> Metin
Salı Nisan 16, 2024

Müslüm Elma; “Emperyalizm ve Ortadoğu” (2.bölüm)

ATİK dava tutsaklarından Müslüm Elma’nın savunmasının “Emperyalizm ve Ortadoğu” başlıklı bölümünden alınmıştır.

Emperyalizm bulaşıcı bir hastalık gibidir. Girdiği her yerde kıyım ve yoksulluk üretir. Ulusal-dinsel ve mezhepsel çelişkileri kışkırtarak, ezilen halklar arasında haksız savaşlar yaratır. İran-Irak Savaşı, Lübnan’da yaşanan iç çatışmalar, Irak’ta yıllardır süren iç savaş ve Filistin halkının bitmeyen dramının sorumlusu başta ABD emperyalizmi olmak üzere tüm emperyalist güçler ve bölgedeki uşak yönetimlerdir. Bu ölüm ve zulüm makineleri daha büyük kıyımlar için Ortadoğu’ya silah satıyorlar. Başta petrol olmak üzere diğer zenginlik kaynaklarını önemli oranda denetiminde tutuyorlar. Deyim yerindeyse, yeni göç dalgaları yaratıyorlar. Yoksulluk ordusuna yeni ordular katıyorlar. Tüm bunları da “demokrasi”, “özgürlük” söylemleri eşliğinde gerçekleştiriyorlar. Ortadoğu halkları emperyalistlerin “demokrasi” ve “özgürlük” söylemlerinin pratik karşılığının ne olduğunu bugün yaşayarak görüyor. Görünen o ki; bölgede bu sömürü ve zulüm çarkının kısa vadede ortadan kalkmasının nesnel koşulları da zayıf. Bölge halklarının birleşmesinden çok, yeni ayrışmaların ortaya çıkma ihtimalleri gün geçtikçe artıyor.

Gelinen aşamada şu tehlikeler görülmek zorundadır: Birincisi; emperyalist güçlerin IŞİD denilen katil sürüsüne karşı “savaşıyoruz” propagandası, emperyalist merkezlerdeki işçi ve emekçilerin, bu işgallere karşı sessiz kalmasına ve hatta belli oranda destek sunmasına neden olmaktadır. İkincisi; tam da buna paralel olarak ezen ve ezilenlerin savaşımı yerine dinsel ve mezhepsel temelde bölünmelerin ve savaşların da bu eksene oturtulması çabası somut bir olgu haline getirilmeye çalışılmaktadır. Bu, ezilen halklar için, emperyalist kölelik ilişkisinin daha da derinleşmesi anlamına gelmektedir. Başta emperyalist merkezlerdeki işçi ve emekçiler olmak üzere tüm ezilen halklar buna karşı çıkmalıdır. Dinsel ve mezhepsel temelde savaşlar, ayrılıklar ezilen halkların demokrasi, bağımsızlık ve sosyalizm mücadelesine saplanan bir hançer gibidir. Bu temelde yürütülen savaşlarda akan kan mazlumların kanı olacaktır. Kazanan ezilen dünya halkları değil, emperyalistler olacaktır.

> Sağlanan Bilgiler
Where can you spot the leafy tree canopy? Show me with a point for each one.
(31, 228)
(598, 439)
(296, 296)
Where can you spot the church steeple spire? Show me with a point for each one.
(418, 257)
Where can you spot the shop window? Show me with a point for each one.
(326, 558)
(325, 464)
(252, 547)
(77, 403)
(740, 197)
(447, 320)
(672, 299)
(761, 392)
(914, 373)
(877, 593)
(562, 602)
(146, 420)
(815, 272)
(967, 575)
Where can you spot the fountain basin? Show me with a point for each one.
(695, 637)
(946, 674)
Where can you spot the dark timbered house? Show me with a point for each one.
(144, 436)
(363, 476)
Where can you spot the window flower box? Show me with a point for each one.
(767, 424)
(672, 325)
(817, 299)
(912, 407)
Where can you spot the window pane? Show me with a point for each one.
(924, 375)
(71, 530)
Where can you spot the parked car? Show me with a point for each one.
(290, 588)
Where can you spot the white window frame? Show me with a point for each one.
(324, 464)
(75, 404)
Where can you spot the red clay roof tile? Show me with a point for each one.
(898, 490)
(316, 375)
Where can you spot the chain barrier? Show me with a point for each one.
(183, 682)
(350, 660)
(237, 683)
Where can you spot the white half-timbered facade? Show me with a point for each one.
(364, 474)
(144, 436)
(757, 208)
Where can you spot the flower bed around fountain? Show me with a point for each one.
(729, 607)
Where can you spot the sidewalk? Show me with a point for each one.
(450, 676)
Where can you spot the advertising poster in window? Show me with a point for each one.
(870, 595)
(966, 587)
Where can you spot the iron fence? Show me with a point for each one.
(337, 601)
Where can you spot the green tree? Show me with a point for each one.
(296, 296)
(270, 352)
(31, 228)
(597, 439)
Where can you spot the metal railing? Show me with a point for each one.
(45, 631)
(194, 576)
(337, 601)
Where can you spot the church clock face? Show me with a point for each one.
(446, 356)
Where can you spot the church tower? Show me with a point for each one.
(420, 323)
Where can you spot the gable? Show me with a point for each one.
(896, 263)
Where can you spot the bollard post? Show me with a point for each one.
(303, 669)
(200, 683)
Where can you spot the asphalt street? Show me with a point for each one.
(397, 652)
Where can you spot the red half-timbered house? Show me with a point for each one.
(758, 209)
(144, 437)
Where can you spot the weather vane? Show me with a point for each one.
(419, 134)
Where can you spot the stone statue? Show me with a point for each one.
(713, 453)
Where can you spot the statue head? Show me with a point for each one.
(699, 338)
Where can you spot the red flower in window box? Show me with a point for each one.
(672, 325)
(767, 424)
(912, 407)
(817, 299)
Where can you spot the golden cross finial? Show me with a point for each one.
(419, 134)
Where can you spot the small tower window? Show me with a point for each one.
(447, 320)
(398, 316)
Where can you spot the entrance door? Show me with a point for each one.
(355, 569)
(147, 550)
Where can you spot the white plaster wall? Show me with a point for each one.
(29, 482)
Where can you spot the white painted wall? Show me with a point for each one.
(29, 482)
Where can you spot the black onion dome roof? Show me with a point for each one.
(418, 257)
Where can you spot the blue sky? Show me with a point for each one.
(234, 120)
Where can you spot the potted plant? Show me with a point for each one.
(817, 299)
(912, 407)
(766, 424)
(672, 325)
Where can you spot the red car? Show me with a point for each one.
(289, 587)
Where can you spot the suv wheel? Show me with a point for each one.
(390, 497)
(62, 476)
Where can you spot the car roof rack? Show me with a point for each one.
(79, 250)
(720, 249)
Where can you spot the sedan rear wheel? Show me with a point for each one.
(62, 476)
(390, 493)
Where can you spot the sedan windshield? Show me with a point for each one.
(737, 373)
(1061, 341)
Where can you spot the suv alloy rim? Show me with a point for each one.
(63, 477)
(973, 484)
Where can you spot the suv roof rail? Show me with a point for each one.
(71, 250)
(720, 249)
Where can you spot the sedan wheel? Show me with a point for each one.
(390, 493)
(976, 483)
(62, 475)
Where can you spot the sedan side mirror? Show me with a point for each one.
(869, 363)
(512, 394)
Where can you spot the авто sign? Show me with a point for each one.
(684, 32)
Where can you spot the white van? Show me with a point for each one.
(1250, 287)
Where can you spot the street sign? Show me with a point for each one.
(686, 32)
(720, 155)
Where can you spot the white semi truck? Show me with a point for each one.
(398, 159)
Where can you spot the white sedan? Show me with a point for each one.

> Sorular ve Görevler
[A] Emperyalizm ve Ortadoğu metnine dayanarak yanıtlayın:
(i) Emperyalist güçler Ortadoğu'ya ne satıyor?
(ii) Emperyalist güçler hangi yapıya karşı savaştıkları propagandasını yapıyor?
(iii) Dinsel ve mezhepsel temelde savaşlar ve ayrılıklar neye benzetiliyor?
[B] Emperyalizm ve Ortadoğu metnini son cümlesinden sonra sürdürün.
Satırlar, metinden bağımsız ayrı bir malzemedir.

> Alıştırma Sonuçları
[A]
(i) Silah.
(ii) IŞİD.
(iii) Ezilen halkların demokrasi, bağımsızlık ve sosyalizm mücadelesine saplanan bir hançere.

[B]
Emperyalist merkezlerde ve Ortadoğu’da oluşan bu tehlikeleri biraz somutlayacak olursak; IŞİD’in uygulamış olduğu karşı-devrimci pratik şahsında, emperyalist merkezlerde Müslüman halklara karşı belli oranda bir tepki, bir önyargı da oluşmuş durumdadır. Ortadoğu’da ise, Şii ve Sünni mezhepler temelinde var olan çelişkiler daha bir derinleşmektedir.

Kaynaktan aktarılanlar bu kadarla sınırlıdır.